* _Extracted text_
****

I have used clumping for years. When Gizmo developed allergies, the vet suggested switching because his skin was coming in contact with it and that may be the reason. Went to several different "natural" litters but that apparently was not the cause. Went back to the clumping clay. We clean litter twice daily and have no smell problems.


----------



## howsefrau32 (Mar 6, 2013)

I personally don't like the gravel kind, I need the ones that take away the pee smell. I do like feline pine, which is great if you only have a single cat, but not the best if you have more than one. I use it for my feral when she sleeps in the garage all winter, and I love it. So easy, and you have to only use a few inches of it at a time. 

But I have 4 litter boxes, and 4 cats inside. My goal is to keep the boxes as close to immaculate as I can. I love the clumping ability of Scoop Away, I think it is the best, but it is very, very dusty. It does settle after you pour it, but when you initially pour it, you almost need a dust mask. It works great though. I put all 35 pounds of the box of 2 that I buy in one of the large, rubbermaid containers I use for a litterbox, and as long as you keep it 4-5 inches deep and scoop it daily, you can go a long time without having to completely clean it out. I do wipe the sides down once a week though. I don't have a lid, my cats jump in and out of it just fine. I have 3 boxes like that. 

I do like World's Best Cat Litter, which is great if you only have 1 or 2 cats, I think it would work great, but for multiple cats, I think it gets gross pretty quickly. 

Arm and Hammer is great also, and usually cheaper than some of the others. Tidy Cat is also really good. Those are the go to ones that I usually buy.

I did have a Breeze litter box, and it was great. It uses plastic pellets that last a month and the urine is caught on a super absorbent pad that you change weekly. There is no litter tracking, which is awesome. I loved it and was able to get my cats to use it, but they preferred the ones with clumping litter and would pick it over the Breeze, so I stopped using it. But the concept is great, and if you only have 1 cat, it would be my pick. If you are super picky and hate litter tracking, it is a great choice.


----------



## MowMow (Nov 6, 2010)

Arm & Hammer clumping.

Keep trying other brands and always come back to A&H.


----------



## ttilmo (Oct 31, 2007)

Anyone use a disposable litter tray?

I have a Friend who uses one as she hates scooping poop etc and all she has to do is to remove a layer of litter every four days which is in a bag and get rid of the whole lot. Then there is another layer of litter in another bag underneath.

I think their are five layers in each cardboard tray and then you get rid of the tray. I think it sounds rather good especially if you hate scooping and cleaning out the boxes.

I'd be interested if anyone else has tried them before.

Thanks


----------



## Victoria.McG (Jul 28, 2014)

What does tidy cats fall under? And is it normal for cats to bury there pee? I thought it was just poop?


----------



## Mandy and Ellie (Oct 22, 2013)

****

* _Data extract_
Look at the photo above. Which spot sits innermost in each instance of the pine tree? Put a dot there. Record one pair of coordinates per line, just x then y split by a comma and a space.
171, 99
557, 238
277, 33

****

* _Your goal_
Set down the passage of the cat litter thread from "I have a Friend" up to and including "out the boxes.", word for word.

* _Solution_
I have a Friend who uses one as she hates scooping poop etc and all she has to do is to remove a layer of litter every four days which is in a bag and get rid of the whole lot. Then there is another layer of litter in another bag underneath.

I think their are five layers in each cardboard tray and then you get rid of the tray. I think it sounds rather good especially if you hate scooping and cleaning out the boxes.